PASSAGE PROVIDED —
Technology Learnings at omni:us | Celebrating a year on Medium

Nischal HP
omni:us
Published in
7 min readDec 10, 2018

A year ago, when we pushed for our first Medium blogpost, we were still figuring out how to use Medium to showcase some of our work and contribute to the community. Fast forward to December 2018, Medium has been a great platform for us. We are generating more views and reads every month and it’s also pushing us, as a technology team, to write good articles based on the scenarios we encounter in our day to day lives at omni:us. A big shout out to Vithya Gopal for helping us curate all the articles and bringing them to human-readable states.

We like statistics :P

Technology Team Culture.

The reason we are taking time out to write a post on the culture we follow in the tech team, is because we have grown from a team of just 6 people this time last year, to a team of 15+. We are a close-knit team of data scientists and engineers, so having the right culture and attitude towards problems and towards each other proved to be an essential component in helping us grow.

Our data scientists build their own docker containers. Yes, you heard that right. Without building and testing their models/services via a docker container, the service does not get shipped into production. This saves a lot of time for the engineers to actually be able to work and manage the data engineering pipelines and other engineering platforms, without the overhead of needing to understand every single dependency required to run a deep learning system in production.

The engineering & operations team understand the meaning of precision, recall, accuracy, model performance, evaluation, test, train and validation datasets. They are building tools and processes to handle the end to end AI technology platform that we are building at omni:us. This helps the data scientists know that their models/services are in safe hands, without having to explain what the expected outcome is, every time they add or modify an AI module.

This culture emerged due to the sheer curiosity, respect, and mutual admiration of each others’ expertise that was brought to the table. Also, the cherry on top, is that we currently have people from 22 different countries in our company and that number is growing! Trust me, diversity helps.

Things we did wrong.

In the last 14 months we really started to run at an astonishing speed in terms of development. Of course, we screwed up quite a bit and the repercussions stayed with us awhile. Here is a short list of our screwups:

  • Not thinking about data engineering pipelines: In the early days, instead of thinking about a broader spectrum of problems, we really just focussed on building a monolithic Java-based system ourselves. This really came back to bite us, as we thought neither about operations nor about scalability.
  • Naming convention: As we started working rapidly, building different components for different customers, we completely forgot our 101 lessons on writing good, maintainable code. We introduced customer names in some of our modules, and this came back to haunt us for a really, really long time. We have finally been able to remove it completely, thanks to the determined engineers on our team.
  • Single-Channel mindset: From the beginning, we knew the problems we wanted to solve at omni:us, could only be solved with deep learning systems. The hiccup was that, we thought predominantly from a computer vision perspective, while ignoring everything else. This created quite a few problems in our solutions as, in the beginning, they did not perform as well in production for our customers. We were really just thinking of using one hammer to nail all the bolts.
    But, this was a catalyst for us to start thinking about the problem from a multi-dimensional perspective. We have come a long way now!

Lines excerpted from a collection:

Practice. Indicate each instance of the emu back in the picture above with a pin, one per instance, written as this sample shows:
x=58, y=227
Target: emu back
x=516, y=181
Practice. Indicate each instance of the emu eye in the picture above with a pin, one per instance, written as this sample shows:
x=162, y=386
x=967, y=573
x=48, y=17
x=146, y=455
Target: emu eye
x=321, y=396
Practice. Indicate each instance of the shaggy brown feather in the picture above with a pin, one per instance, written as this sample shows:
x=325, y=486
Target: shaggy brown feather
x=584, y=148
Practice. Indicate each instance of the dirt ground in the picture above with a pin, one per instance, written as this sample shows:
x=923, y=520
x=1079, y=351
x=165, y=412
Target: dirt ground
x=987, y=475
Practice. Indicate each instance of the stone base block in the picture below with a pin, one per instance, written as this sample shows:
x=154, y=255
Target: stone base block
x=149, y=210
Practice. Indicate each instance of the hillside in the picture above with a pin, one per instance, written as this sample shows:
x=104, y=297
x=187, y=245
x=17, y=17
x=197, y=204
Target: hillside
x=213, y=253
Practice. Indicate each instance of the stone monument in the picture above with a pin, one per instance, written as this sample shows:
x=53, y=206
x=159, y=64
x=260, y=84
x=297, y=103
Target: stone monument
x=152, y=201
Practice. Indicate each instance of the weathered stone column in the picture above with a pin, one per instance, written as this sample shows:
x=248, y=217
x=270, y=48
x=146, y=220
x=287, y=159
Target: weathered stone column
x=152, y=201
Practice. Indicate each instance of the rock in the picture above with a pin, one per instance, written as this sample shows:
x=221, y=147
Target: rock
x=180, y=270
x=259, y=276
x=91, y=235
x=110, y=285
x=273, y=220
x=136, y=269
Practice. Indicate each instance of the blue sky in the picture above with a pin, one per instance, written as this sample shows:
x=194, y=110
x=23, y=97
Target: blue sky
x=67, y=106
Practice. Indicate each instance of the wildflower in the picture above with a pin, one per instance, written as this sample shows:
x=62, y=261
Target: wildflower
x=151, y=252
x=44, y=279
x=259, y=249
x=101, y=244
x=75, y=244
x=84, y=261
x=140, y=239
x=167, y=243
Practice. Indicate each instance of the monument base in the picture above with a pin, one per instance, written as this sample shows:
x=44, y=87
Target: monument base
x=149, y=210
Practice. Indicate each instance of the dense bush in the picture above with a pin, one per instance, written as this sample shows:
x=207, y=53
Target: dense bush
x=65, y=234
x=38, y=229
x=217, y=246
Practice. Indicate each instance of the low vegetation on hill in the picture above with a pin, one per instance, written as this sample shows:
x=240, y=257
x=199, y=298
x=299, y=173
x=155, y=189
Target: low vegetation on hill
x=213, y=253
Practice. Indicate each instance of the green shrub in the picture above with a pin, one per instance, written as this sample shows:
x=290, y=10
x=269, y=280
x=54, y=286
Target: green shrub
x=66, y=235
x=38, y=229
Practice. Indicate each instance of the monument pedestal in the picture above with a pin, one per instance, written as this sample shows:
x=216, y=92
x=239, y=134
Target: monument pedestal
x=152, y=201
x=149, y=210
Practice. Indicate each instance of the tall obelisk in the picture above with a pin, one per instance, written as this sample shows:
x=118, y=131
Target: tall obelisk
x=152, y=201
...
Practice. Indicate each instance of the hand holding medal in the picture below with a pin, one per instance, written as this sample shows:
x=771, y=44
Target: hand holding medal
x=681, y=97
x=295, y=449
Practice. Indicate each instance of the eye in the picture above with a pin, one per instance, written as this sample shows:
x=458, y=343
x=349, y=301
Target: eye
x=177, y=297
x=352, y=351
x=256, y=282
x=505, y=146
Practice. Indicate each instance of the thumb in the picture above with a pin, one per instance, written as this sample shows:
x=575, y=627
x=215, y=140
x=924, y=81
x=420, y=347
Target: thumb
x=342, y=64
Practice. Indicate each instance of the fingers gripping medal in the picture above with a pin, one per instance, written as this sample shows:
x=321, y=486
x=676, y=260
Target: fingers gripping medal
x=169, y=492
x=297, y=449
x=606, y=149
...
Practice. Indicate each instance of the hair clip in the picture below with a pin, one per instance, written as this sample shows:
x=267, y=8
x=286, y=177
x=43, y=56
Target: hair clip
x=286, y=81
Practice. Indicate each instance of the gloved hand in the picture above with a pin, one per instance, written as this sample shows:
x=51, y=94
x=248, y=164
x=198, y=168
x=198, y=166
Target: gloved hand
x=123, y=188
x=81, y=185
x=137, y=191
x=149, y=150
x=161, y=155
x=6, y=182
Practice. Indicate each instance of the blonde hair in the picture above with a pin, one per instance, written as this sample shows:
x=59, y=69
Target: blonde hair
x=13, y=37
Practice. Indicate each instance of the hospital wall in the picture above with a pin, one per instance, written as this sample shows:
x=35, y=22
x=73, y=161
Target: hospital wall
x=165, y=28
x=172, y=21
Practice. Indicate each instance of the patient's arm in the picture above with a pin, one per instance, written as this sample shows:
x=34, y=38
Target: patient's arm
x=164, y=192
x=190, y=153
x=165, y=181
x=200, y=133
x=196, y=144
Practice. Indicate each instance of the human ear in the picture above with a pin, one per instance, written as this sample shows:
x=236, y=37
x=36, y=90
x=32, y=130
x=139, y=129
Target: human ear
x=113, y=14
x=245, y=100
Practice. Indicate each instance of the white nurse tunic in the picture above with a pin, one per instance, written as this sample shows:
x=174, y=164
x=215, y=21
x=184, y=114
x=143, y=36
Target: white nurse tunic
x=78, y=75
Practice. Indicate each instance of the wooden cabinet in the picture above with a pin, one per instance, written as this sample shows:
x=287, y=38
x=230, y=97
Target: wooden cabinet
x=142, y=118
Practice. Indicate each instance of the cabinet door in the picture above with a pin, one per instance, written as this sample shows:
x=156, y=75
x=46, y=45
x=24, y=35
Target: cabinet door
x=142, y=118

GIVEN PROBLEM —
Retype the omni:us blog post exactly, everything from "The engineering &" down to "we did wrong.". None of the lines are needed for the tasks.

THE RESULT —
The engineering & operations team understand the meaning of precision, recall, accuracy, model performance, evaluation, test, train and validation datasets. They are building tools and processes to handle the end to end AI technology platform that we are building at omni:us. This helps the data scientists know that their models/services are in safe hands, without having to explain what the expected outcome is, every time they add or modify an AI module.

This culture emerged due to the sheer curiosity, respect, and mutual admiration of each others’ expertise that was brought to the table. Also, the cherry on top, is that we currently have people from 22 different countries in our company and that number is growing! Trust me, diversity helps.

Things we did wrong.